Kinect in the Classroom: Scratching the Surface of Potential

First-grade teacher Cheryl Arnett introduced Kinect into her classroom at Sunset Elementary School in Craig, Colo., and has been delighted by the results, which include outstanding standardized test scores. Microsoft is working with schools across the U.S. that are testing using Kinect in the classroom to develop “21st century skills.” March 6, 2012, in a Microsoft Feature Story...

kinect_in_the_classroom

kinect_in_the_classroom

“Bringing technology into the classroom inspires them,” she said. “Their lives are different than ours were, and just giving them a book and a worksheet is not always appropriate anymore. I’m fascinated by Kinect. There’s power for kids in things that capture their interest and are also something they can learn from. We’ve barely scratched the surface of where this can go; it’s limited only by our imaginations.”

****************

Answer these questions from the Kinect classroom article:
(a) What grade does Cheryl Arnett teach?
(b) At which school, and in which town, did Kinect enter her classroom?
(c) In the closing quotation, what is the potential of Kinect said to be limited by?

Location annotation dataset excerpts
****************

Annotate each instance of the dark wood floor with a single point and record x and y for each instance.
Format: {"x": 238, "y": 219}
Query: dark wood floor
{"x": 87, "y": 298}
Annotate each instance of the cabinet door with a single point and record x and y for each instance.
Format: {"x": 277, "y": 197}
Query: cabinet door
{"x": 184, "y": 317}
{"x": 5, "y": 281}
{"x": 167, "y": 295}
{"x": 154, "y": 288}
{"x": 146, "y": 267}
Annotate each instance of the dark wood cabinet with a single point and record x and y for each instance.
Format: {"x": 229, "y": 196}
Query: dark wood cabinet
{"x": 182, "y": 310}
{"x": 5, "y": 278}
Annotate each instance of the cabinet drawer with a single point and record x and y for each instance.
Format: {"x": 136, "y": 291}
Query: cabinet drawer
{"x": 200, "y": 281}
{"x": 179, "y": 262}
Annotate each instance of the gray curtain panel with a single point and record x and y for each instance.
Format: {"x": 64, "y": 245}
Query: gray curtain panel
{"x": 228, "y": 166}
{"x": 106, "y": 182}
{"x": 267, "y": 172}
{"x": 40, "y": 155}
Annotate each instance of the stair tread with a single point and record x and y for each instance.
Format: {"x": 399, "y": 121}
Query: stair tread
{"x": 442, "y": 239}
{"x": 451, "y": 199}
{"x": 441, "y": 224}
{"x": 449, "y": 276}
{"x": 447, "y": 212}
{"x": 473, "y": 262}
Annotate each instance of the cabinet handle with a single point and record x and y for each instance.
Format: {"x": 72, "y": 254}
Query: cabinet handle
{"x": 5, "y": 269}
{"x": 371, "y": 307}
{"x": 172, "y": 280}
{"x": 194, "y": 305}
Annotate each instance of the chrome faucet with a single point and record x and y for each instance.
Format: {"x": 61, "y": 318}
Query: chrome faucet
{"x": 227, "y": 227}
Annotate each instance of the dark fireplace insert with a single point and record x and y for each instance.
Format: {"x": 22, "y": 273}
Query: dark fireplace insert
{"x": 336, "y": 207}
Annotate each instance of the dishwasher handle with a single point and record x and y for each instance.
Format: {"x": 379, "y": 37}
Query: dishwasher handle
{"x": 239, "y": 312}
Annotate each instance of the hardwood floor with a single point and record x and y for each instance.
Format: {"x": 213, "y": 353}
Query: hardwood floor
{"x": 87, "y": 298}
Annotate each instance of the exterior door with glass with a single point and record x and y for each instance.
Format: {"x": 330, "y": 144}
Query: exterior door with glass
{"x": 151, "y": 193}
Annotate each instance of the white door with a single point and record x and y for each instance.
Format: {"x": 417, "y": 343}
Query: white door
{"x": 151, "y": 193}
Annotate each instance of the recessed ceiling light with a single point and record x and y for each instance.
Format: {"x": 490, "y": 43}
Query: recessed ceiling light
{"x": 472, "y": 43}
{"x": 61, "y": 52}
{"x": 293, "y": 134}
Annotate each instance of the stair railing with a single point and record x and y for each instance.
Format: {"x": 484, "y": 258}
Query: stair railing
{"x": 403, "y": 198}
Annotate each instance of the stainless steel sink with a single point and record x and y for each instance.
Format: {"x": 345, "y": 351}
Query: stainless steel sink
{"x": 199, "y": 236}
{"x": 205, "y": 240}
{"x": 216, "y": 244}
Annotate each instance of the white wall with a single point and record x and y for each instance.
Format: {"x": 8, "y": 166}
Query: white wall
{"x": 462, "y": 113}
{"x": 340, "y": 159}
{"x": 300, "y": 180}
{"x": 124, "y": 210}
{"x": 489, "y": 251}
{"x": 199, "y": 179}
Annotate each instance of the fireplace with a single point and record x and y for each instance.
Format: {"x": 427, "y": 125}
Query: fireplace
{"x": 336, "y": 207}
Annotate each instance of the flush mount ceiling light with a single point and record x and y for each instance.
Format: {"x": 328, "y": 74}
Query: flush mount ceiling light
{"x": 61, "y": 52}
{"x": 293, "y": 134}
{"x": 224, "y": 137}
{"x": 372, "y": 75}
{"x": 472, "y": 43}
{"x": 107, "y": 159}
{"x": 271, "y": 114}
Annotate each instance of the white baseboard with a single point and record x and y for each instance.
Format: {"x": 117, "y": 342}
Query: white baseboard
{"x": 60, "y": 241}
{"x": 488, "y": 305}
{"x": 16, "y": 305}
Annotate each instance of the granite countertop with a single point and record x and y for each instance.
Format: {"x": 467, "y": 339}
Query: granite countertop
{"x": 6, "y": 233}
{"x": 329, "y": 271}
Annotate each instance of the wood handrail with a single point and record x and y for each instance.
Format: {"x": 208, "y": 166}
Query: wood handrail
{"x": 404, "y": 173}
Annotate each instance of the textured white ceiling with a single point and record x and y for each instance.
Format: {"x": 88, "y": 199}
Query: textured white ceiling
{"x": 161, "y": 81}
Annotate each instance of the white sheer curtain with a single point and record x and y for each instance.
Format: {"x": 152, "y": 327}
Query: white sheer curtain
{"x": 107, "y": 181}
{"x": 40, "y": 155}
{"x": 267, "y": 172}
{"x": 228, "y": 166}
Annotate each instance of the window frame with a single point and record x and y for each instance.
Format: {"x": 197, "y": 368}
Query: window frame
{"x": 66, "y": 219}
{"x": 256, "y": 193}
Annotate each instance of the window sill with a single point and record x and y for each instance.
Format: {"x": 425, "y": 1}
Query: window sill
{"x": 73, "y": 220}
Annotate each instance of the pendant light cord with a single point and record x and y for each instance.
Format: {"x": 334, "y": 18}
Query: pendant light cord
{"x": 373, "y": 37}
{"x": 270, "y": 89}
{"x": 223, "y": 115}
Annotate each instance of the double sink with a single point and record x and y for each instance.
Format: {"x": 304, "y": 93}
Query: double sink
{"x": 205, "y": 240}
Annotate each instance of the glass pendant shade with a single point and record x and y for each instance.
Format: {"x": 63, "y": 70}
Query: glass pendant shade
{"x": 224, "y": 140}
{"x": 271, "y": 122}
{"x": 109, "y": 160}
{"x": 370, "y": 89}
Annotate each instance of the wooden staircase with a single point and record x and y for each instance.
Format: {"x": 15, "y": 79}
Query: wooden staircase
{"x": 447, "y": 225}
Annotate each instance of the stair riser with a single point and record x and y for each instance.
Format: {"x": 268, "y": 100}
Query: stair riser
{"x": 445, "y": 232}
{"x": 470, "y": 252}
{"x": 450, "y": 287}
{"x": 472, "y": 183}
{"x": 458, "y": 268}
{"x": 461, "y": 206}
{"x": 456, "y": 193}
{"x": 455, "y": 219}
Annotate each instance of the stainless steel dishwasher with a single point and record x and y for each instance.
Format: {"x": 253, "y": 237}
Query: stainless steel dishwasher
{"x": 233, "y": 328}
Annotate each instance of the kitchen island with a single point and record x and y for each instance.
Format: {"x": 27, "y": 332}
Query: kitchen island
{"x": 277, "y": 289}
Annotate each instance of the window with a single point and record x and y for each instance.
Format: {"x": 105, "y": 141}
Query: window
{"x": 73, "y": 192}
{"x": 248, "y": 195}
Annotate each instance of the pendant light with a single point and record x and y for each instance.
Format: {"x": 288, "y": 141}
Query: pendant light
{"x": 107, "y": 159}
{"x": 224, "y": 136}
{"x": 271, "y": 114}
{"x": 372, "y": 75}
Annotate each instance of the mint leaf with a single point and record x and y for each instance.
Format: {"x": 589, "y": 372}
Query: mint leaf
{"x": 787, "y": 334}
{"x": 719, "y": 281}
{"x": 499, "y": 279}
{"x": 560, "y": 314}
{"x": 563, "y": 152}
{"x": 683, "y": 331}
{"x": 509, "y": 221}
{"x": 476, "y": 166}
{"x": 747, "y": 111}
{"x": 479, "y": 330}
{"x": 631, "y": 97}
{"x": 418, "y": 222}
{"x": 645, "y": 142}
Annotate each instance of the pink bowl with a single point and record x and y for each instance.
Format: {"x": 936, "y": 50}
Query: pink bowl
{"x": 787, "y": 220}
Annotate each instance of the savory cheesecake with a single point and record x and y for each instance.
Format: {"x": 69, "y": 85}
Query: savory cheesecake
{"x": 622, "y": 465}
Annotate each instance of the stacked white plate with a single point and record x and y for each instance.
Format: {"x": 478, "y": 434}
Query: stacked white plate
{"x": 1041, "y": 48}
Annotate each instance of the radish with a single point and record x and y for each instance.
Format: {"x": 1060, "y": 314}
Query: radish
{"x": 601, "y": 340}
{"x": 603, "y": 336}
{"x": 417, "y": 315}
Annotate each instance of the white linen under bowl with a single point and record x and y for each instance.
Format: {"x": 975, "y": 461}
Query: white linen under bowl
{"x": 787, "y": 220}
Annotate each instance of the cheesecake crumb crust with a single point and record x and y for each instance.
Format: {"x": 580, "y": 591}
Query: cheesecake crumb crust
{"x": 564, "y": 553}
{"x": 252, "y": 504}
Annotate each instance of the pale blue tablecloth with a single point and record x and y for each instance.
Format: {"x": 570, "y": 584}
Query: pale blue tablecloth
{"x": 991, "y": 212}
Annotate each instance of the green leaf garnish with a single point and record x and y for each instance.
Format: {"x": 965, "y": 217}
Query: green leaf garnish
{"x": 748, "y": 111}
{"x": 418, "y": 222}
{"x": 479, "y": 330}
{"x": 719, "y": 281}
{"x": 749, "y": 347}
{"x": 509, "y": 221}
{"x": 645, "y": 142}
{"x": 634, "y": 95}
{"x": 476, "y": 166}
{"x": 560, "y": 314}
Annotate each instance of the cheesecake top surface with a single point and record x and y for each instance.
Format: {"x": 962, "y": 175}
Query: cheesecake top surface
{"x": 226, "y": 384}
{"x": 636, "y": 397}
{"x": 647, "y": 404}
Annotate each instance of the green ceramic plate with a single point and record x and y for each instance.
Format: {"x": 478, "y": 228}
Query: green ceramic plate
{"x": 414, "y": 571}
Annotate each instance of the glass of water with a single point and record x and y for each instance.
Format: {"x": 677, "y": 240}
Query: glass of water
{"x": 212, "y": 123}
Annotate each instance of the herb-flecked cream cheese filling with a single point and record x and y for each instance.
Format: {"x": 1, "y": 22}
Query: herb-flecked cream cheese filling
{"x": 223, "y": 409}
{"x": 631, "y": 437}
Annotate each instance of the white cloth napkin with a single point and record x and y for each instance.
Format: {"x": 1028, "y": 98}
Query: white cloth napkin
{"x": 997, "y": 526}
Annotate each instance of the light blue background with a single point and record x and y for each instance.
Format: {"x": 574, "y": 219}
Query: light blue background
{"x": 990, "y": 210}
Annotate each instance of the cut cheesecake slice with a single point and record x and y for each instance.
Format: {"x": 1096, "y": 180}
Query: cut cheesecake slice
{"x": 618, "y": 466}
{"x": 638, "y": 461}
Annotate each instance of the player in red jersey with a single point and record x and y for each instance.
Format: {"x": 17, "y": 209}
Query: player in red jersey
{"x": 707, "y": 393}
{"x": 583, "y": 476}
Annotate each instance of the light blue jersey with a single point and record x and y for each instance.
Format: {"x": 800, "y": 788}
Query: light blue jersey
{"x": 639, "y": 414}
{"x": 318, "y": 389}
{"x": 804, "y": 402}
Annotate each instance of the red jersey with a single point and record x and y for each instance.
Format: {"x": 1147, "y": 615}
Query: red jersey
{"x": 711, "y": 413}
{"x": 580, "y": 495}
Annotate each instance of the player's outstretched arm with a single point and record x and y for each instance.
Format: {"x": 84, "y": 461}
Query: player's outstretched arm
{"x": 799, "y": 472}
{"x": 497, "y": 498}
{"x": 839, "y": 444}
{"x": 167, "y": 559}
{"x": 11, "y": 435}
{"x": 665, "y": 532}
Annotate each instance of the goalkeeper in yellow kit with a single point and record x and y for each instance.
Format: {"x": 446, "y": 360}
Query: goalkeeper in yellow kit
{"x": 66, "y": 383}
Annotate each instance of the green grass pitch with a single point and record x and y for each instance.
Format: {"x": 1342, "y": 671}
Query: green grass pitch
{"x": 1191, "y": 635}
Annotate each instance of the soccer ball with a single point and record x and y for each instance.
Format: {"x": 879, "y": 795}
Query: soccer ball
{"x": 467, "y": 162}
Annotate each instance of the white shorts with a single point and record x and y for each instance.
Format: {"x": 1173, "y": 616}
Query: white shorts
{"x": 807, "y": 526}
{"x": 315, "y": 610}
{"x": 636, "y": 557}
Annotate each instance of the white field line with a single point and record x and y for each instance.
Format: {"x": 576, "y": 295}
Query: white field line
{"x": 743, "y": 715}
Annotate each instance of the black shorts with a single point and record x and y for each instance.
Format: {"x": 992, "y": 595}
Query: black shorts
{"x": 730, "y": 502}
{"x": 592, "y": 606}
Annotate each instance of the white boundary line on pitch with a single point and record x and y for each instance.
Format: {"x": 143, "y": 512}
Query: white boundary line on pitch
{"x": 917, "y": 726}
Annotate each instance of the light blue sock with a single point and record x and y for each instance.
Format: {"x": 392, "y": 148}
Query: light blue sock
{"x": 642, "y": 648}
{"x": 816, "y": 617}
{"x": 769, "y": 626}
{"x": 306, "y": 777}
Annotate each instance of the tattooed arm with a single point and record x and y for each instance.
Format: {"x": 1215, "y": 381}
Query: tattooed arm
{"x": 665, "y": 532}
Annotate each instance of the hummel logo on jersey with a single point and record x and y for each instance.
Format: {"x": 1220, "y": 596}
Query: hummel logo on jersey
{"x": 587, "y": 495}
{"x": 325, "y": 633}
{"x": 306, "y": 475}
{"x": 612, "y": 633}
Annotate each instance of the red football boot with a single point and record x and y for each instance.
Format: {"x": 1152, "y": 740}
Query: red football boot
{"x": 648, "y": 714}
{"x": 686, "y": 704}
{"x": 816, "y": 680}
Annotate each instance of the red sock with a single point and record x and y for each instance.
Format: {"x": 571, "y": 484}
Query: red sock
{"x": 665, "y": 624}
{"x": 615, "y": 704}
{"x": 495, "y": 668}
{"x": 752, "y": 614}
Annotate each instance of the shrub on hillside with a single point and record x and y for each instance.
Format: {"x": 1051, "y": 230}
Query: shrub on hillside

****************

### OUTPUT FOR THIS EXERCISE
(a) First grade.
(b) Sunset Elementary School in Craig, Colo.
(c) Only by our imaginations.